> [TEXT TO READ]:
┌──

What would you like to share about the body of work in your current show?
With a three-year gap between the original 2018 show and the upcoming October 2021 exhibition, the show can be considered a survey of artworks, starting from 2010 to the present, with emphasis on works created since 2019. For over 20 years, my primary materials have been various types of plastic and metal fencing. These materials continue with my interest in using common industrial materials as the foundation for my work. The sculptures in the exhibition show a range of techniques and styles of working I have explored during the last 11 years. The open, shell-like form of the sculpture Brainstorm defies gravity as it floats above the ground. This is contrasted by the dense and impenetrable layers of fencing in Yellow_White_Orange Drip that appears to be dripping down the wall as it gives into the downward pull of gravity. The addition of rubber garden hose to my repertoire of materials lends a more gestural and casual look to the wall hanging sculptures from the newest Hose Series.

└──

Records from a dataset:
┌──

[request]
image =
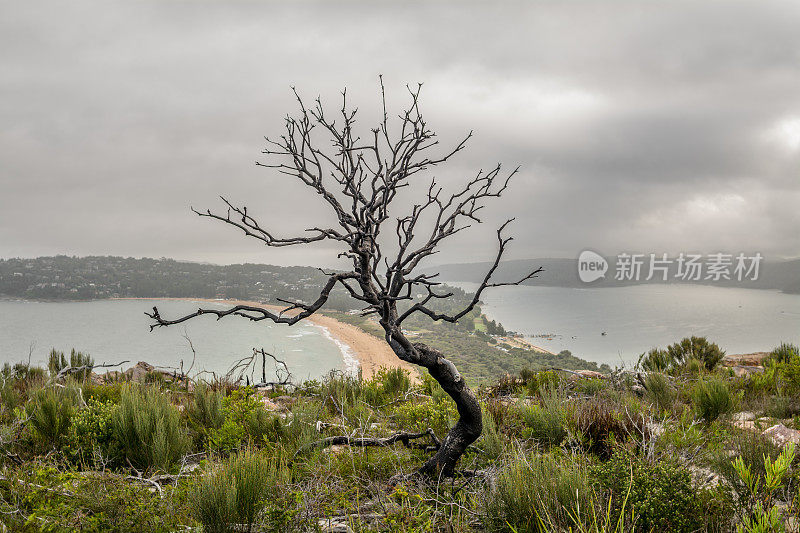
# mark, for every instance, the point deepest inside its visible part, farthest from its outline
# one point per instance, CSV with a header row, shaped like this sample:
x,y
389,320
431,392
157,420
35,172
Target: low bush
x,y
57,362
546,423
784,353
712,399
419,416
656,360
90,440
752,449
234,497
698,348
602,423
205,409
148,429
659,391
245,421
659,494
51,413
539,382
387,385
540,493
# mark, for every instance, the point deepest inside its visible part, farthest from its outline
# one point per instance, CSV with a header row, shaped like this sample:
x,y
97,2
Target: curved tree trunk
x,y
470,422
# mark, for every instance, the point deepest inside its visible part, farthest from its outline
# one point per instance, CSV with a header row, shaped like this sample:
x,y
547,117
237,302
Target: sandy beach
x,y
371,352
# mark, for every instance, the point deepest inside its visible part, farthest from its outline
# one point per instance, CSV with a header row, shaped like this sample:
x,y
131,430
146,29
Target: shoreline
x,y
359,349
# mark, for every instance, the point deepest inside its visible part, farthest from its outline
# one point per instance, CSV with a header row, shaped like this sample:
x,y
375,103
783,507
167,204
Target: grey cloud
x,y
625,118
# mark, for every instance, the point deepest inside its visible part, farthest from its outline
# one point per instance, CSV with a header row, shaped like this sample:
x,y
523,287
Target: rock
x,y
656,429
741,370
591,374
744,416
335,449
139,371
704,477
284,400
333,525
781,435
748,425
745,359
270,406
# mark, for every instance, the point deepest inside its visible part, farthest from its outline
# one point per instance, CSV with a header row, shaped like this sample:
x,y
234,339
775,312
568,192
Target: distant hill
x,y
773,275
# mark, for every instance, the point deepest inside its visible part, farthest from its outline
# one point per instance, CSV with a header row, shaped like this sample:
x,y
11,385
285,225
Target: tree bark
x,y
470,421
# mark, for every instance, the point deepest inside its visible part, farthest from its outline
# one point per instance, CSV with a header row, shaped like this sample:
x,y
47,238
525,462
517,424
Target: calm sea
x,y
638,318
116,330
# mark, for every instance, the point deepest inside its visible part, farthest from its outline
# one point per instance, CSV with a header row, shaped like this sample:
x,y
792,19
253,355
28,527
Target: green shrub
x,y
660,494
387,385
712,399
111,392
51,413
659,391
760,513
418,416
237,493
695,348
539,382
540,493
245,420
205,410
90,439
492,442
57,362
656,360
546,424
148,429
752,449
602,423
590,387
784,353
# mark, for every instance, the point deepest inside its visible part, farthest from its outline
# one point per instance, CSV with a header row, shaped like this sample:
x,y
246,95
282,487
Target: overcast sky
x,y
647,126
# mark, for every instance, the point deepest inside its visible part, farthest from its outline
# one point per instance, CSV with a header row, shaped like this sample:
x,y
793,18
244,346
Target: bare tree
x,y
359,179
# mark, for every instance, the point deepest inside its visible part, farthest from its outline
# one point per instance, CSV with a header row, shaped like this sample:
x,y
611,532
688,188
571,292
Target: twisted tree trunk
x,y
470,422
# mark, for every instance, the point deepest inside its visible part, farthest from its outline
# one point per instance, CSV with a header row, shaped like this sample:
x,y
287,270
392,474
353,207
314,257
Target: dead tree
x,y
358,179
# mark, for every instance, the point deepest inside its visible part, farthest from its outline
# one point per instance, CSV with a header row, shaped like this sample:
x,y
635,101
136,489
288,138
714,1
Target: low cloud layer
x,y
638,126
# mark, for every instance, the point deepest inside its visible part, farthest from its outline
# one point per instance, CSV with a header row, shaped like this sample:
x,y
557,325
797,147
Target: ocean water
x,y
115,330
638,318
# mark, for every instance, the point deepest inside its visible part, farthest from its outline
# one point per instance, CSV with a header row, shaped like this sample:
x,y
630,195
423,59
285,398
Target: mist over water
x,y
115,330
638,318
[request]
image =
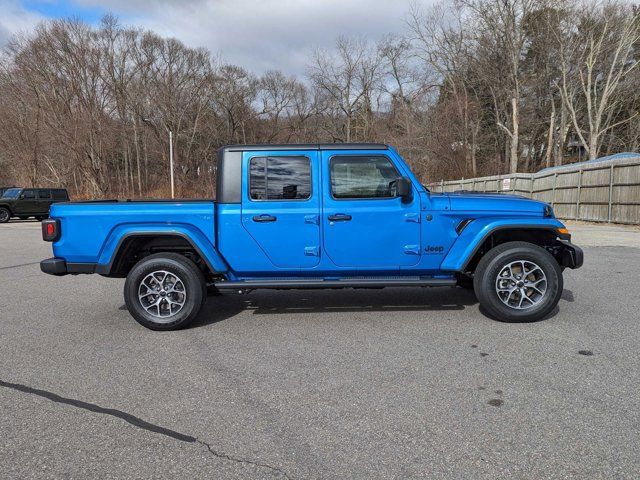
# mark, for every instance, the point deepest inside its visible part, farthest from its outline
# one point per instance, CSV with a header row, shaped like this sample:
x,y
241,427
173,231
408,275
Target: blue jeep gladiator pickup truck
x,y
315,216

└──

> [INSTRUCTIONS FOR THE TASK]: According to the text about the sculpture exhibition, what have been the artist's primary materials for over 20 years? The material has no connection to the text about the sculpture exhibition.

> [TASK RESULT]: Various types of plastic and metal fencing.